-- start Records provided --

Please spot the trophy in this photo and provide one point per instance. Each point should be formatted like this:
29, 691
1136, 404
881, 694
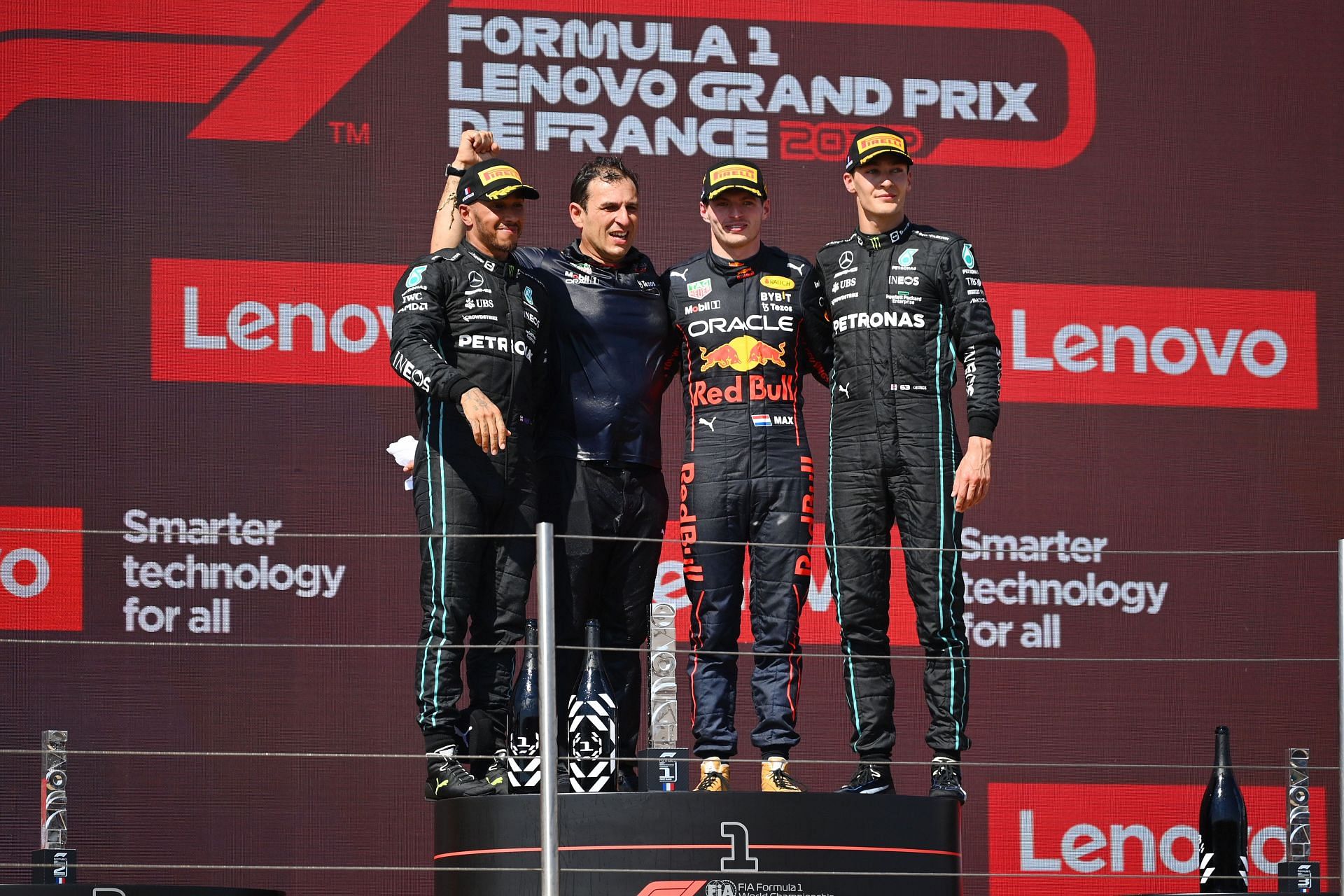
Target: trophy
55, 862
663, 766
1297, 874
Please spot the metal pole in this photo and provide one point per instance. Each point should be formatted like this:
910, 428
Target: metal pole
546, 644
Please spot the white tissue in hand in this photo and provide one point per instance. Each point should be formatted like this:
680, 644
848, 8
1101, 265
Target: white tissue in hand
403, 450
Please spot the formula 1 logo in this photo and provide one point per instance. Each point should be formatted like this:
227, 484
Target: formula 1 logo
41, 573
273, 67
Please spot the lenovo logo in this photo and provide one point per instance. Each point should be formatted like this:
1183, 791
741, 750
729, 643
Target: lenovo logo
1047, 840
1156, 346
241, 321
41, 573
274, 65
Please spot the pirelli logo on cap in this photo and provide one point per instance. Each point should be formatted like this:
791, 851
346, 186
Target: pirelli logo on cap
499, 171
889, 141
741, 172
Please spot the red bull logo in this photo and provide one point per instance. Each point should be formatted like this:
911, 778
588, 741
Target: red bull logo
756, 388
742, 354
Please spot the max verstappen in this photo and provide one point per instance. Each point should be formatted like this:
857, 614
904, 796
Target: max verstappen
906, 302
470, 333
750, 324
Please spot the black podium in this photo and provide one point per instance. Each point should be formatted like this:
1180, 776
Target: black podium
687, 844
128, 890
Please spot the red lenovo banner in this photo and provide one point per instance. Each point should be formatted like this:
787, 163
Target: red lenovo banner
1156, 346
41, 573
223, 321
1104, 840
239, 321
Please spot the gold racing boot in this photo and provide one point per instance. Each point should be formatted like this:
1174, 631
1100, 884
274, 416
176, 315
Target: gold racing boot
714, 776
776, 778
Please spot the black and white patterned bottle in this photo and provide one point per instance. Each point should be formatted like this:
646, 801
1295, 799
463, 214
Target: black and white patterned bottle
593, 723
1222, 825
524, 723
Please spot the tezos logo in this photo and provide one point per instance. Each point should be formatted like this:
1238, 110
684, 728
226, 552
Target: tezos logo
41, 573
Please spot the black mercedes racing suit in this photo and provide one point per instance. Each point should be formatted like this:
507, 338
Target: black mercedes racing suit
748, 335
905, 307
465, 320
601, 461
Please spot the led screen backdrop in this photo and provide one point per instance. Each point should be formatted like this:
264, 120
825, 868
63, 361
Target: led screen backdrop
206, 207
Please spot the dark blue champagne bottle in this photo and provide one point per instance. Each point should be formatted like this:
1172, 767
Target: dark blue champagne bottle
524, 723
1222, 825
593, 723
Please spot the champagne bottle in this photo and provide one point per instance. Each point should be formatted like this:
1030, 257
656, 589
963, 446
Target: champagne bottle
593, 723
524, 723
1222, 825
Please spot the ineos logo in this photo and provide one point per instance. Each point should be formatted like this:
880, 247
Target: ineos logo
10, 566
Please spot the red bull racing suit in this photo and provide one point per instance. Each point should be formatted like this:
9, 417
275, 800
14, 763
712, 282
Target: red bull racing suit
748, 335
905, 307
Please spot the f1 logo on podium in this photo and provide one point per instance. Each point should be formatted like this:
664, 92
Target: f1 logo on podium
41, 571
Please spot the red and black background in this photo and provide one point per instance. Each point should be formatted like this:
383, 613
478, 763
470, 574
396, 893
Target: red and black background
1177, 181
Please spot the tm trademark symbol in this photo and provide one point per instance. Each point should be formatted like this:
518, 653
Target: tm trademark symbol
350, 132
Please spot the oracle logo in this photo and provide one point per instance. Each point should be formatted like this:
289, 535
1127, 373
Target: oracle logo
1042, 837
1158, 346
248, 321
41, 571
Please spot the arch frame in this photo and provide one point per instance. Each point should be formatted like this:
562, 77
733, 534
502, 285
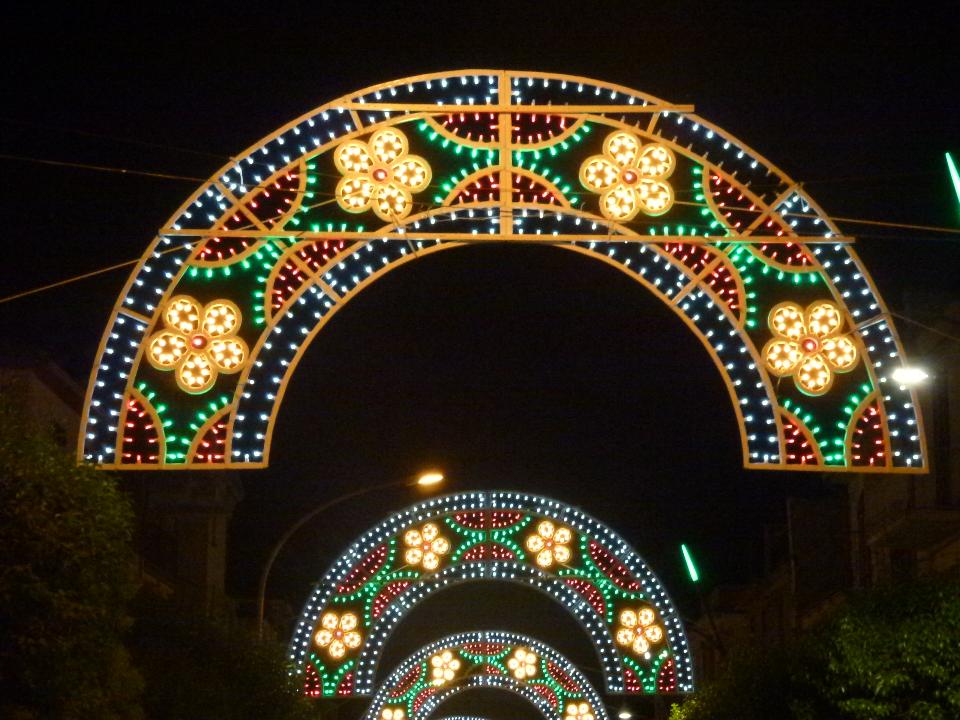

-- end Records provided --

=== Set task ===
Collect every line of the items above that contains the word "podium", treating uppercase and lowercase as different.

=== Response ===
Please spot the black podium in this photo and provide one point per instance. Each point should be formatted like this:
Target: black podium
Please spot the f1 logo on podium in this photo and provide one point per instance. Each point should be formatted like this:
Target: f1 logo on podium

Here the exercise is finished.